### What the task requires
Extract every line of the records below and reproduce each one verbatim, in the same order.

### Excerpted data
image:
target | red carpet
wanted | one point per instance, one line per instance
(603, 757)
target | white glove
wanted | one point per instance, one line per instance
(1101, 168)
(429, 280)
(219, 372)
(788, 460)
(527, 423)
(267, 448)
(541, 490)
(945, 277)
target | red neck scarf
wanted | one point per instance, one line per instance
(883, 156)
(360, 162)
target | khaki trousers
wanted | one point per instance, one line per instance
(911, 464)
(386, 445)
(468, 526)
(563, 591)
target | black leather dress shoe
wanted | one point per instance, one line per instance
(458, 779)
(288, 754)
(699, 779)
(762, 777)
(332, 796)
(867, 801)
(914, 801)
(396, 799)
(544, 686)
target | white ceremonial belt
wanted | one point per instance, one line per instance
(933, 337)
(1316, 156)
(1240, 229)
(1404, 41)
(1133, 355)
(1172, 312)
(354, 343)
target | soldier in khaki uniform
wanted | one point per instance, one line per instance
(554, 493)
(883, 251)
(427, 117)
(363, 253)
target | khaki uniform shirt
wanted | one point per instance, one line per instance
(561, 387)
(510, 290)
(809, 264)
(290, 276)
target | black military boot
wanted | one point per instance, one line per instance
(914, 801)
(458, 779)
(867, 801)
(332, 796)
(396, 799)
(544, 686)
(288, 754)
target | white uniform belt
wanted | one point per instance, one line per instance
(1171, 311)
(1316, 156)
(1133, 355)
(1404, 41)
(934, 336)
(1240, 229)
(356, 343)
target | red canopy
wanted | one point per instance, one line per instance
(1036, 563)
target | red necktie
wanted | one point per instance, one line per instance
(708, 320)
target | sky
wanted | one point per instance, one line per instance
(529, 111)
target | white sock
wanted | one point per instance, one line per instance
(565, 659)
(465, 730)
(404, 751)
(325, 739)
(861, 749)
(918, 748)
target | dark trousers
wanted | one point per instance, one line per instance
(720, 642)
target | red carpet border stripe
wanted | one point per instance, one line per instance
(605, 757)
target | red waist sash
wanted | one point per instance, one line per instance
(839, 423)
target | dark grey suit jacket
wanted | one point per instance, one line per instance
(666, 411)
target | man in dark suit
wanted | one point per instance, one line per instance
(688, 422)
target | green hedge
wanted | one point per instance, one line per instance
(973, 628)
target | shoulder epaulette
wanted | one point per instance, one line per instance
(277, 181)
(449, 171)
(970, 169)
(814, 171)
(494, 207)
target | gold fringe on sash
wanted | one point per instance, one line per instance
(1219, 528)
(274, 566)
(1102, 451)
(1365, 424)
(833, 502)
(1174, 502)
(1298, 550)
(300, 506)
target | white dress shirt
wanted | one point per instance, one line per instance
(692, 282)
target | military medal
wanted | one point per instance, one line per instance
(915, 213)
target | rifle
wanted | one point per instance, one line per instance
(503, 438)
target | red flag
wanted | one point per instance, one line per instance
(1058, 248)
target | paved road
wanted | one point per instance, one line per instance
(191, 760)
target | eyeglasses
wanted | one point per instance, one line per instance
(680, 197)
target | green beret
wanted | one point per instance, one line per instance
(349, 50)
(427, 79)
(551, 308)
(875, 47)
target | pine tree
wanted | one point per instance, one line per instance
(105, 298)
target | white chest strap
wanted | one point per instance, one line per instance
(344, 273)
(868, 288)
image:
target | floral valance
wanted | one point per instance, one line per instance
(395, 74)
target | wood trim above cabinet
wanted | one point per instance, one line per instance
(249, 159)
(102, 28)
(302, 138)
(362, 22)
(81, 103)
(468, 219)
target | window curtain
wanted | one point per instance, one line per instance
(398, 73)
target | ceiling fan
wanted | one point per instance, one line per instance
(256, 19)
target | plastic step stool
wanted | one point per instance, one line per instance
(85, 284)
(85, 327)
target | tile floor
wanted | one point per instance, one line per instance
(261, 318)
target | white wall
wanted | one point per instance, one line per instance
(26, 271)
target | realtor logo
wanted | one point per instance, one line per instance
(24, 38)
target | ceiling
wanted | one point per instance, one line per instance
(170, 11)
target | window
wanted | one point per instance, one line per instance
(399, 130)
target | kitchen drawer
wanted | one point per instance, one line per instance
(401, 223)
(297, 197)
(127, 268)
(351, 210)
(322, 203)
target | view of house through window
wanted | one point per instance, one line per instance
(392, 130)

### Result of this exercise
image:
target | red carpet
wanted | one point per instance, one line per instance
(603, 757)
target | white glove
wanted | one point per instance, one line per instance
(1101, 168)
(429, 280)
(219, 372)
(788, 460)
(527, 423)
(267, 448)
(541, 490)
(945, 277)
target | red neck scarf
wanted | one point per instance, one line per instance
(883, 156)
(360, 162)
target | khaki trousers
wanted | one point per instance, one line per instance
(911, 464)
(386, 445)
(468, 526)
(563, 591)
target | black leather dress shoe
wanted | one point per instance, one line per instance
(458, 779)
(288, 754)
(699, 779)
(762, 777)
(332, 796)
(867, 801)
(914, 801)
(396, 799)
(544, 686)
target | white ceremonial belt
wanted | one point per instance, one line per instance
(933, 337)
(1316, 156)
(1240, 229)
(1404, 41)
(1133, 355)
(1172, 312)
(354, 343)
target | soldier in khaki uniform
wanted | one point per instance, one line per instance
(554, 493)
(883, 251)
(427, 117)
(363, 253)
target | khaki uniform shirt
wanted | one point per instance, one line per instance
(561, 387)
(510, 290)
(809, 264)
(290, 276)
target | black military boot
wanted | one point per instance, one line per instance
(914, 801)
(458, 779)
(867, 801)
(332, 796)
(396, 799)
(544, 686)
(288, 754)
target | white uniform belt
wanted | one point per instance, one line per instance
(1171, 311)
(1316, 156)
(1133, 355)
(1404, 41)
(934, 336)
(1240, 229)
(356, 343)
target | red canopy
wanted | one point per instance, one line per instance
(1036, 563)
target | red necktie
wanted | one point per instance, one line per instance
(708, 320)
target | sky
wanted | one point per instance, one line per instance
(529, 111)
target | white sock
wanted | one point per instance, one line per instance
(565, 659)
(465, 730)
(404, 751)
(325, 739)
(861, 749)
(918, 748)
target | dark trousers
wanted | one point per instance, one line per instance
(720, 642)
target | red carpet border stripe
wanted | one point per instance, one line per instance
(605, 757)
target | red waist sash
wanted | one point per instance, one line per instance
(839, 423)
target | dark grey suit jacket
wanted | one point per instance, one line per instance
(666, 411)
target | man in dark suit
wanted | one point per instance, one line per instance
(688, 422)
target | green hedge
wanted | one point per instance, one line per instance
(973, 628)
target | shoulder epaulette
wanted | one point per instance, one line per instance
(277, 181)
(449, 171)
(970, 169)
(814, 171)
(494, 207)
target | gold fringe on sash
wanted | one point per instance, one line per instance
(1219, 528)
(274, 566)
(1102, 451)
(1365, 424)
(833, 502)
(1174, 502)
(1298, 550)
(300, 506)
target | white dress shirt
wanted | one point per instance, one line per instance
(692, 282)
target | military medal
wanted | one point per instance, one line per instance
(915, 213)
target | rifle
wanted | one point per instance, one line per instance
(503, 438)
target | red flag
wanted | one point per instance, one line per instance
(1058, 248)
target | paved road
wanted | one point per instance, one line per instance
(191, 760)
target | eyeglasses
wanted | one point per instance, one line per instance
(680, 197)
target | green beret
wanted | one point per instance, one line per instance
(349, 50)
(427, 79)
(551, 308)
(875, 47)
target | pine tree
wanted | one point per instance, one line per instance
(105, 298)
target | white chest strap
wanted | one point per instance, one line per instance
(344, 273)
(868, 288)
image:
target | floral valance
wanted | one point per instance, one line per instance
(395, 74)
target | wood trim above cabinet
wanted | one point per instance, one line per instance
(249, 159)
(102, 28)
(302, 138)
(362, 22)
(81, 103)
(468, 219)
target | window curtain
wanted | one point per instance, one line per instance
(398, 73)
target | ceiling fan
wanted | one point per instance, one line per instance
(256, 19)
target | plastic step stool
wanted | one point per instance, one line per instance
(85, 284)
(85, 327)
target | tile floor
wanted | one point per instance, one line per instance
(261, 318)
target | white wall
wanted | one point per instance, one line per instance
(26, 271)
target | realtor logo
wanted | one point per instance, one line per instance
(24, 38)
target | ceiling
wanted | one point per instance, one line per instance
(170, 11)
target | window
wanted | one point per instance, one line per instance
(399, 130)
target | kitchen drawer
wanted | one point per instance, one line per instance
(401, 223)
(297, 197)
(127, 268)
(351, 210)
(322, 203)
target | view of house through window
wanted | one point per instance, one line per instance
(392, 130)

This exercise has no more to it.